- [Source excerpt]:

==================================================

Query acceleration

更新时间:
复制 MD 格式

Simple Log Service accelerates PromQL queries through global cache and concurrent computing.

How it works

Global cache and concurrent computing work as follows.

Global cache

imageThe Prometheus Query engine does not cache results by default — every query recomputes all data, which degrades performance over large datasets and long time ranges. Global cache reuses partial results from previous identical queries (same PromQL statement and step value). Cached results cover the overlapping time range; only uncached intervals are recomputed.

Important
  • Global cache aligns the query time range (start/end) to integer multiples of the step parameter, which increases the cache hit ratio. Query results are updated in the cache after each query completes.

  • Incomplete query results and results outside the cached time range are not cached, which preserves data integrity.

Concurrent computing

Standard Prometheus queries run in a single coroutine on one server, which is slow for large numbers of time series, long time ranges, or complex logic. Simple Log Service extends the Prometheus engine to split PromQL queries by time interval or time series and distribute them across multiple servers, improving performance by 2x to 10x.

  • Splitting by time interval

    Example: a 12-hour query is split into 6 subqueries at 2-hour intervals. All 6 subqueries run concurrently and results are merged.

    query:    sum(metric)
    interval: 12h
    step:     2m
  • Splitting by time series

    Example: a metric with 500,000 time series and 10 concurrent tasks runs 10 parallel tasks of 50,000 time series each, then merges results.

Important
  • The SLS time series engine automatically identifies PromQL queries eligible for concurrent computing and distributes them across nodes.

  • Concurrent computing benefits queries with long time ranges or large numbers of time series. For small data volumes, it may degrade performance. Use HTTP FormValue mode to configure concurrent computing per query.

  • Aggregation without() (equivalent to by on all labels) yields minimal performance gains because intermediate results are barely reduced. With many time series, performance may even degrade. Aggregation by on multiple labels also shows limited improvement.

Parameters

Configure query acceleration parameters in MetricsConfig or HTTP FormValue mode.

Category

Parameter

Description

MetricsConfig

FormValue

Description

parallel_config

(parameters of concurrent computing)

enable

Enables concurrent computing. Disabled by default.

Supported

Supported

Splits a query into subqueries distributed across child compute nodes. Results are aggregated on the primary node.

mode

Concurrent computing mode. Valid values:

  • auto: The system selects concurrency based on recent query results.

  • static: Manually configure time splitting and concurrency.

==================================================

- [Work instructions]:
1. On the query acceleration page, how much does concurrent computing improve performance?
2. Restate word for word the part of the query acceleration page from "interval: 12h" up to and including "then merges results.".
3. Turn the paragraph of the query acceleration page that begins "Standard Prometheus queries run in a single coroutine" into a short bulleted list that keeps its main facts.
The records below come from a separate source.

Collection entries
==================================================

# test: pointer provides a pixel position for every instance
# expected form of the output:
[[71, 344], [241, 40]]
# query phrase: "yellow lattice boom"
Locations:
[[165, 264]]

==================================================

- [Problem solutions]:
1. By 2x to 10x.

2.
interval: 12h
    step:     2m
  • Splitting by time series

    Example: a metric with 500,000 time series and 10 concurrent tasks runs 10 parallel tasks of 50,000 time series each, then merges results.

3.
- Standard Prometheus queries run in a single coroutine on one server. This is slow for large numbers of time series, long time ranges, or complex logic.
- Simple Log Service extends the Prometheus engine to split PromQL queries by time interval or by time series.
- The split queries are distributed across multiple servers.
- Performance improves by 2x to 10x.